## Problem description:
Would you reproduce the entries that follow exactly as they appear?

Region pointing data
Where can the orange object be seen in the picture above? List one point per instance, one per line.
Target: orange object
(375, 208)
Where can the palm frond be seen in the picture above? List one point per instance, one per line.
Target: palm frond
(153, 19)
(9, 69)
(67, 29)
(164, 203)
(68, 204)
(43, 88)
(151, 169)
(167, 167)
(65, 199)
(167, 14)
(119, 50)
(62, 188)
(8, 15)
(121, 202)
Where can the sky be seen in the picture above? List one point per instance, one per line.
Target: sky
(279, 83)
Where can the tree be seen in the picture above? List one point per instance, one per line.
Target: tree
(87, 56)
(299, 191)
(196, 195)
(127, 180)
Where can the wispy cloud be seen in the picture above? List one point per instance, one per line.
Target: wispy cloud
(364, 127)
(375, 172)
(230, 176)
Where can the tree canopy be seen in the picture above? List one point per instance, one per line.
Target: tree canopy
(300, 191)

## Exercise result:
Where can the orange object be seen in the picture above? List one point per instance, one per line.
Target: orange object
(375, 208)
Where can the palm frond be seen in the picture above? List one point per instance, one per line.
Target: palm frond
(153, 19)
(9, 69)
(67, 29)
(164, 203)
(68, 204)
(43, 88)
(151, 169)
(167, 167)
(65, 199)
(167, 14)
(119, 50)
(62, 188)
(8, 15)
(121, 202)
Where can the sky be seen in the picture above? List one point per instance, one per line.
Target: sky
(279, 83)
Where can the tree be seen in the picture above? List one point per instance, one per line.
Target: tree
(87, 56)
(299, 191)
(196, 195)
(127, 180)
Where can the wispy cloud be seen in the picture above? List one point per instance, one per line.
Target: wispy cloud
(364, 127)
(375, 172)
(230, 176)
Where can the tree canopy be seen in the picture above? List one point per instance, one per line.
Target: tree canopy
(300, 191)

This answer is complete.